## [TO BE DONE]
In the review of abstract paintings below, copy out the passage that begins at the words "Turning to the" and stops after "the same time.", swapping "summer-house" for "studio".

## [TEXT]
And if the opening statement is a shout, the next is almost a whisper: Trevor Sutton‘s That Swing.4.K (1979), five foot square, bisected by an off vertical line achieved by joining two canvases black to the left and blue to the right, with the green of the painted edge just showing as a narrow line down the (off) centre.

Turning to the Untitled (1973) geometric painting on paper by Patricia Poullain, Higgins tells the story of her continuing to paint every day in her summer-house, facing the countryside, whilst making ‘pure painting’, both “in nature” and “against nature” at the same time.

In Alice Sielle‘s 3D Blue and Gold Segments (1978), drawing, within a shallow illusionistic space is more prominent. Approaching Op Art, carefully rendered three-dimensional abstract objects (segments) combine together on a grey ground to make an image that is more than the sum of its parts, appearing to generate light as much as reflect it. Sandra Higgins recalls asking her how she managed to paint it with such precision, and receiving the answer “I don’t know”.

The one painting I came here specifically to see was Purple Heart (1979) by Mali Morris. If Carnival is a shout and That Swing.4.K is a whisper then this is a song.

Mali Morris, 'Purple Heart', 1979, Acrylic on canvas, 167 x 165.5 cm. Image courtesy of Piper Gallery

Mali Morris, Purple Heart, 1979, Acrylic on canvas, 167 x 165.5 cm, Image courtesy of Piper Gallery

The purple heart shape of the title takes up nearly half of the canvas, and around it smaller, colour/forms harmonize, mediating, for me, a set of binary oppositions like hard and soft, head and heart, colour and line, form and content, object and image, words and music.

In Graham Boyd‘s Descender (1976) the large canvas has undergone a process of masking and spray painting resulting in a series of subtly gradated narrow bands of rich colour creating an undulating optical space.

## [MATERIAL PROVIDED]
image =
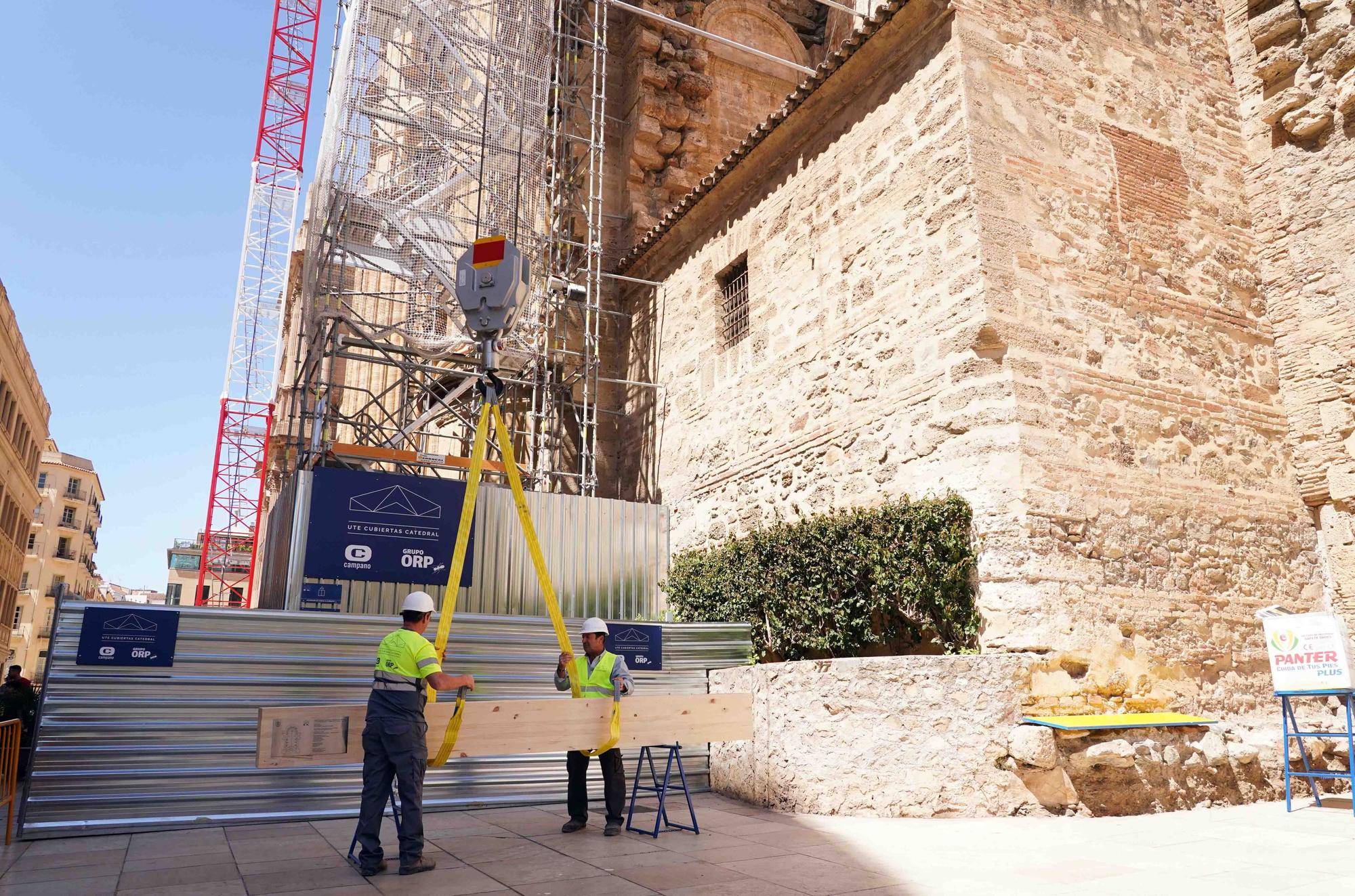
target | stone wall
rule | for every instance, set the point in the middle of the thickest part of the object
(681, 102)
(1295, 72)
(942, 737)
(1158, 498)
(1018, 265)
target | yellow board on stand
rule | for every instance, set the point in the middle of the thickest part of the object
(1123, 721)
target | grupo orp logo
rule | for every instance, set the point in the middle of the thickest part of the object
(1284, 641)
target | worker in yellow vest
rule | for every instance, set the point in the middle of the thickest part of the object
(601, 675)
(395, 741)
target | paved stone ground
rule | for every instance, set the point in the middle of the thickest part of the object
(742, 852)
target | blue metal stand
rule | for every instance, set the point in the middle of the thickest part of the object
(1292, 730)
(662, 790)
(395, 814)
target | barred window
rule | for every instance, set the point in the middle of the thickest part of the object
(734, 303)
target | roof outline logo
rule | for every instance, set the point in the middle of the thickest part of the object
(395, 501)
(1284, 641)
(131, 623)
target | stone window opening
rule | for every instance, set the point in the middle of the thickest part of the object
(734, 302)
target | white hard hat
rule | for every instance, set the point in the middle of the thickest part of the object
(418, 601)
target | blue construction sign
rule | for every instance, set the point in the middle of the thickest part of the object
(642, 646)
(124, 637)
(384, 527)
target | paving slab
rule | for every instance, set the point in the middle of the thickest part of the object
(455, 882)
(97, 844)
(585, 887)
(178, 861)
(295, 883)
(81, 887)
(186, 878)
(537, 870)
(681, 875)
(814, 876)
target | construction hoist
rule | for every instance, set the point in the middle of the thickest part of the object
(493, 286)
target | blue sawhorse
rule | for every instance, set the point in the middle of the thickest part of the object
(662, 790)
(395, 814)
(1292, 730)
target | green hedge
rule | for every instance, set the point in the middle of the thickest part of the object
(873, 581)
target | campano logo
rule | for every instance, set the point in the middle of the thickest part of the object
(1284, 641)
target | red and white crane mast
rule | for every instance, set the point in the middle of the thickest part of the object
(230, 540)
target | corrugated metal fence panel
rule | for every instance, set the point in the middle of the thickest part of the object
(148, 749)
(606, 558)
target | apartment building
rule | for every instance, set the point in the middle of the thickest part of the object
(185, 561)
(63, 539)
(24, 425)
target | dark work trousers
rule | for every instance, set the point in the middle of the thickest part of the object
(613, 784)
(394, 749)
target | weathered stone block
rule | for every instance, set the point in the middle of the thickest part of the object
(1338, 416)
(1341, 58)
(1278, 23)
(1341, 482)
(1113, 754)
(1308, 122)
(696, 85)
(1033, 746)
(1346, 95)
(1278, 62)
(1289, 99)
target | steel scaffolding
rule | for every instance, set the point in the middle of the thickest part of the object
(243, 433)
(448, 121)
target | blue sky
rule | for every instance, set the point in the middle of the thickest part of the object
(127, 131)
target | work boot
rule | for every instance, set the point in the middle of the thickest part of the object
(425, 864)
(371, 872)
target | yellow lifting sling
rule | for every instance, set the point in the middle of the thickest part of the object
(459, 559)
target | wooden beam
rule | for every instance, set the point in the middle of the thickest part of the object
(371, 452)
(292, 737)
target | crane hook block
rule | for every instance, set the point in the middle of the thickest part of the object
(493, 284)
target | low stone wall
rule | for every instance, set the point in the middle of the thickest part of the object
(942, 737)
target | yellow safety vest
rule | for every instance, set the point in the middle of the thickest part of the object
(404, 660)
(598, 683)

## [WRITTEN ANSWER]
Turning to the Untitled (1973) geometric painting on paper by Patricia Poullain, Higgins tells the story of her continuing to paint every day in her studio, facing the countryside, whilst making ‘pure painting’, both “in nature” and “against nature” at the same time.